======== Record extracts ========
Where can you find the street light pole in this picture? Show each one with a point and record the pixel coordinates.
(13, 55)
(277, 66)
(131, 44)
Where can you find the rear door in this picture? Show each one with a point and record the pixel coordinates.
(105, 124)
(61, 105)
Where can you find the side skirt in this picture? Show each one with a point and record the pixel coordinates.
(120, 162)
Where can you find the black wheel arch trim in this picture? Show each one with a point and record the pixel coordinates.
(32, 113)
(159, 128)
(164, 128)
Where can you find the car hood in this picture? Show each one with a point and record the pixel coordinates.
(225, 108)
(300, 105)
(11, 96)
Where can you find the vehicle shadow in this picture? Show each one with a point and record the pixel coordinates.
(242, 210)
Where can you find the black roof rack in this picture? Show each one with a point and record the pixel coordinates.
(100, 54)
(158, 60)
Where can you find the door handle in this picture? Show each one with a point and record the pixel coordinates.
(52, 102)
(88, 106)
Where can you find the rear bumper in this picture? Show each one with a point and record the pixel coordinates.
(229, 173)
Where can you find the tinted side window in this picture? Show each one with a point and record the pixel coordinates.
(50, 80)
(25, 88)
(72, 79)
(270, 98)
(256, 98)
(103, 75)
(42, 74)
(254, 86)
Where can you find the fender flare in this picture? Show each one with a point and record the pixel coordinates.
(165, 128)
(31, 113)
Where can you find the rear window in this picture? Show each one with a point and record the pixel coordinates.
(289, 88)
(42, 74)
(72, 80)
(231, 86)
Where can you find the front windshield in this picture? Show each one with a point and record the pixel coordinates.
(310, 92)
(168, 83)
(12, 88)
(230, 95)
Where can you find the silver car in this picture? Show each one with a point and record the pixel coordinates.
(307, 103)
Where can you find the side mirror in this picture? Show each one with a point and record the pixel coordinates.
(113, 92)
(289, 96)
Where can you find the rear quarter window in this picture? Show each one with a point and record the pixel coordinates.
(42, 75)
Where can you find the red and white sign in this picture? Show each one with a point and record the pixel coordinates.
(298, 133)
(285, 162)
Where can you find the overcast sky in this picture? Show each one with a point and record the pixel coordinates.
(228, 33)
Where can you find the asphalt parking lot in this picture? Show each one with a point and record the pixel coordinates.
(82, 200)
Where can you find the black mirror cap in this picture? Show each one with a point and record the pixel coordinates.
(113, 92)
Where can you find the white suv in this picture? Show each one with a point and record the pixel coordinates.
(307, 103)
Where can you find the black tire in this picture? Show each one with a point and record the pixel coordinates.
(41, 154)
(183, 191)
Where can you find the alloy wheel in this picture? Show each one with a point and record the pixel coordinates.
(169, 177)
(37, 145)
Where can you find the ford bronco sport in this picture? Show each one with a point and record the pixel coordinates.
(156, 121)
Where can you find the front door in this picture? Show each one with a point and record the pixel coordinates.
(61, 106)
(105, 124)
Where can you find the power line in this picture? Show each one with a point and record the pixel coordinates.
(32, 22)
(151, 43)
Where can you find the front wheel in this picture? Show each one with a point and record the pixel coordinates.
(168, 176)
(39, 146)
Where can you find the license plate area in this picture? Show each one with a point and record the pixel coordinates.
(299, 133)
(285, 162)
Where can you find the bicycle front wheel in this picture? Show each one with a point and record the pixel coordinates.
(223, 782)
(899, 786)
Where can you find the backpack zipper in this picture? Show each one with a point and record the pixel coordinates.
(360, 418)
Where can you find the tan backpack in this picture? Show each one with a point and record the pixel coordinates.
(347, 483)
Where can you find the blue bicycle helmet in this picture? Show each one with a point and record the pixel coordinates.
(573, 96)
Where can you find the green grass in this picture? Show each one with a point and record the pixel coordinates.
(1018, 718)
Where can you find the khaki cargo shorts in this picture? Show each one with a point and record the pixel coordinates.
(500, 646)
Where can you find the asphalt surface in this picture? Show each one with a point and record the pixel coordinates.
========
Could you convert the records above into a JSON list of strings, one string per line, with blank lines left out?

Task result
[
  "Where can you find the street light pole in this picture? Show each one with a point and record the pixel coordinates.",
  "(13, 55)",
  "(277, 66)",
  "(131, 44)",
  "Where can you find the rear door in this picture? Show each one with a point and record the pixel coordinates.",
  "(105, 124)",
  "(61, 105)",
  "Where can you find the side skirt in this picture? Show each one with a point and record the pixel coordinates.",
  "(120, 162)",
  "Where can you find the black wheel arch trim in this picture? Show each one with a point and record the pixel coordinates.",
  "(32, 113)",
  "(159, 128)",
  "(164, 128)",
  "Where can you find the car hood in this picture? Show each one with a point and record the pixel coordinates.",
  "(225, 108)",
  "(300, 105)",
  "(11, 96)",
  "Where can you find the vehicle shadow in this picture? Show each one with a point and record the pixel coordinates.",
  "(242, 210)",
  "Where can you find the black roof rack in this picture? Show each one with a point and record the pixel coordinates.",
  "(100, 54)",
  "(158, 60)",
  "Where can you find the door handle in this picture? Show each one with a point and record the pixel coordinates.",
  "(52, 102)",
  "(88, 106)",
  "Where can you find the rear bumper in this picture? Show each one with a point and record the pixel coordinates.",
  "(229, 173)",
  "Where can you find the tinted side window in this picture? Show each one with a point and record the pixel coordinates.",
  "(50, 80)",
  "(25, 88)",
  "(72, 79)",
  "(270, 98)",
  "(256, 98)",
  "(103, 75)",
  "(42, 74)",
  "(254, 86)",
  "Where can you find the fender flare in this picture? Show each one with a point and record the pixel coordinates.",
  "(165, 128)",
  "(31, 113)",
  "Where can you find the rear window in this picture? Show each one with a point and record the pixel coordinates.",
  "(289, 88)",
  "(42, 74)",
  "(72, 80)",
  "(231, 86)",
  "Where can you find the front windshield in this picture? Show each one with a point and record the pixel coordinates.",
  "(310, 92)",
  "(168, 83)",
  "(12, 88)",
  "(230, 95)",
  "Where can you find the silver car in this picture? Show each one with a point and record the pixel coordinates.",
  "(307, 103)",
  "Where can you find the side mirror in this picture? Show each one with a point and record the pixel coordinates.",
  "(113, 92)",
  "(289, 96)",
  "Where can you find the rear quarter window in this picture? Show each one with a point and record the pixel coordinates.",
  "(42, 75)",
  "Where can you find the red and white sign in this picture? Show each one with a point and record the pixel coordinates.",
  "(298, 133)",
  "(285, 162)",
  "Where can you find the overcast sky in this picture? Show each one with a point and record the pixel coordinates.",
  "(228, 33)",
  "Where can you find the asphalt parking lot in this picture? Show each one with a point and record the pixel coordinates.",
  "(82, 200)",
  "Where can you find the black mirror cap in this picture? Show each one with a point and record the pixel coordinates.",
  "(113, 92)",
  "Where can you find the white suv in this picture? Show each one with a point and record the pixel coordinates.",
  "(307, 103)",
  "Where can you find the black tire in this picture? Show each one with a point and record the pixel coordinates.",
  "(41, 154)",
  "(183, 191)",
  "Where can you find the alloy wheel in this picture? Show each one with a point and record the pixel coordinates.",
  "(169, 177)",
  "(37, 145)",
  "Where can you find the ford bronco sport in this picture? Show each one with a point and record the pixel coordinates.",
  "(156, 121)",
  "Where can you find the front door in this picture? Show each one with a point and record the pixel coordinates.",
  "(61, 106)",
  "(105, 124)",
  "Where can you find the power line in this picture? Show each one with a point and record the pixel coordinates.",
  "(32, 22)",
  "(151, 43)",
  "Where can you find the front wheel in this picture? Show each one with a point and record the pixel coordinates.",
  "(168, 176)",
  "(39, 146)",
  "Where can you find the license plate area in this picture? Show each one with a point and record the pixel coordinates.",
  "(299, 133)",
  "(285, 162)",
  "Where can you find the bicycle front wheel in this picture? Show each one with a point and record the pixel coordinates.",
  "(223, 782)",
  "(899, 786)",
  "Where can you find the backpack zipper in this picture? Show each one with a point and record the pixel coordinates.",
  "(360, 418)",
  "Where can you find the tan backpack in this picture? Show each one with a point and record the pixel coordinates.",
  "(347, 483)",
  "Where can you find the blue bicycle helmet in this picture? Show each one with a point and record the pixel coordinates.",
  "(573, 96)",
  "Where can you find the green grass in this picture? Show each one with a point and record the pixel coordinates.",
  "(1018, 718)",
  "Where can you find the khaki cargo shorts in this picture? Show each one with a point and record the pixel coordinates.",
  "(500, 646)",
  "Where can you find the asphalt surface in this picture? Show each one with a point and record the pixel coordinates."
]